Data shown:
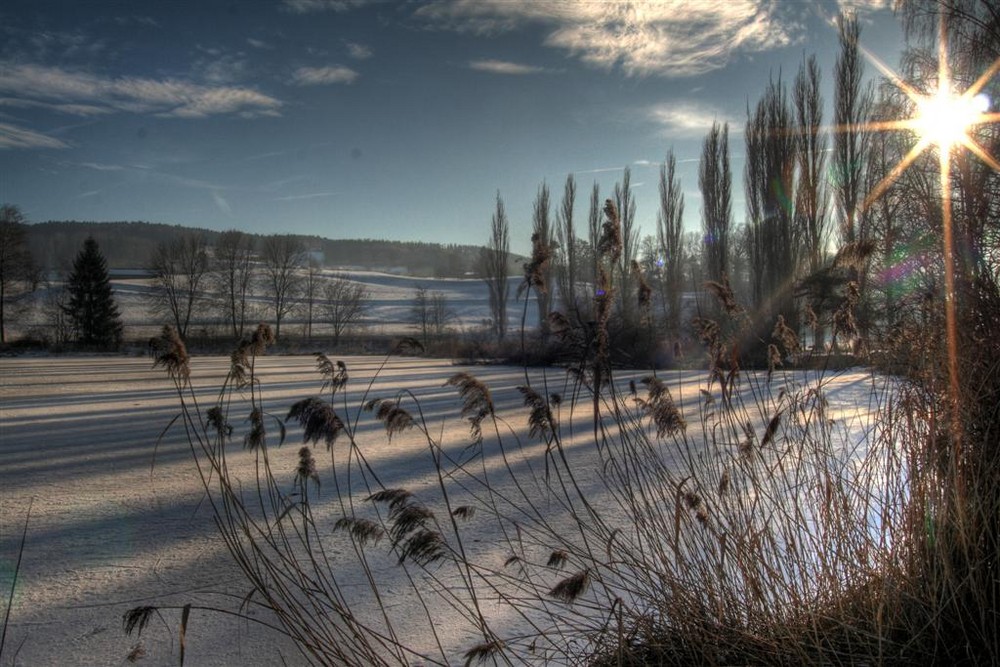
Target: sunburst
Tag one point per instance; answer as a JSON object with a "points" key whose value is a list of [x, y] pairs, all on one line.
{"points": [[943, 117], [947, 119]]}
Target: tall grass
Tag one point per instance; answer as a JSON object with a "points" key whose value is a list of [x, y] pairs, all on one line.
{"points": [[740, 520]]}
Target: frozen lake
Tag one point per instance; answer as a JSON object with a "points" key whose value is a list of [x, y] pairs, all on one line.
{"points": [[110, 529]]}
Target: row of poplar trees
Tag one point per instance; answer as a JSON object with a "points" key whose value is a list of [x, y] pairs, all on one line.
{"points": [[802, 201]]}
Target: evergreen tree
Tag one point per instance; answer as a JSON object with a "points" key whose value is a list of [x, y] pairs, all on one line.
{"points": [[17, 272], [92, 310]]}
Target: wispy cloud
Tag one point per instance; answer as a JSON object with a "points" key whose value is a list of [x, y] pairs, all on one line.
{"points": [[503, 67], [102, 167], [677, 38], [311, 6], [166, 97], [318, 76], [12, 137], [72, 109], [686, 119], [314, 195], [221, 203], [358, 51], [599, 170]]}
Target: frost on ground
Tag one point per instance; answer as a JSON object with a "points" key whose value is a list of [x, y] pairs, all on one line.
{"points": [[118, 516]]}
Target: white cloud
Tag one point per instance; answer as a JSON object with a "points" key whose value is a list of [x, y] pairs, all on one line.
{"points": [[13, 137], [358, 51], [316, 76], [685, 119], [168, 97], [221, 69], [675, 38], [73, 109], [221, 203], [503, 67]]}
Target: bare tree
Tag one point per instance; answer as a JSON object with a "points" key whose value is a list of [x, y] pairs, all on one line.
{"points": [[625, 203], [811, 196], [233, 276], [345, 304], [594, 237], [180, 272], [542, 238], [284, 257], [769, 177], [311, 283], [715, 183], [431, 314], [670, 239], [568, 270], [495, 266], [851, 103], [17, 272]]}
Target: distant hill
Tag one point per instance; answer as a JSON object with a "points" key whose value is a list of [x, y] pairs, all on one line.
{"points": [[129, 245]]}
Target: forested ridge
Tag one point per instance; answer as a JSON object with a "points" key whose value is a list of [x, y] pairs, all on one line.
{"points": [[129, 245]]}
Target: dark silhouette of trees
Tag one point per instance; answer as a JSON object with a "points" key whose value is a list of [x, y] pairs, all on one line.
{"points": [[715, 182], [769, 183], [495, 265], [540, 274], [312, 279], [670, 240], [811, 197], [180, 269], [625, 205], [233, 276], [568, 270], [851, 103], [91, 307], [17, 271], [344, 305], [431, 314], [284, 257]]}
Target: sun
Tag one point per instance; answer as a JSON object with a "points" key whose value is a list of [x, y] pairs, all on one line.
{"points": [[945, 119]]}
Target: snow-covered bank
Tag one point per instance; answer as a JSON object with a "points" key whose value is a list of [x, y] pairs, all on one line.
{"points": [[110, 531]]}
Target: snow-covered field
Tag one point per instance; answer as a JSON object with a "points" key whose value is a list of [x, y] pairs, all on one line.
{"points": [[389, 307], [111, 529]]}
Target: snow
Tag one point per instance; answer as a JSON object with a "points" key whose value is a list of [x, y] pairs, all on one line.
{"points": [[117, 517]]}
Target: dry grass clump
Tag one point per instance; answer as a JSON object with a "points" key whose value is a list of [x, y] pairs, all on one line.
{"points": [[744, 523]]}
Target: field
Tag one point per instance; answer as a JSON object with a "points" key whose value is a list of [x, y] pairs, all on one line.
{"points": [[118, 517]]}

Problem statement: Everything from the line containing "Target: dry grass clump" through the final line of the listing, inclusive, must be reproduced exactly; leave out the rest.

Answer to the exercise:
Target: dry grass clump
Tag one point per instance; answer as a JSON object with a "points" key whose value is a list of [x, y] pairs, all on one line.
{"points": [[744, 523]]}
Target: field
Tag one point per instance; answer as a JSON object with a "points" key whose value is a list of [x, y] pairs, all on one line.
{"points": [[118, 517]]}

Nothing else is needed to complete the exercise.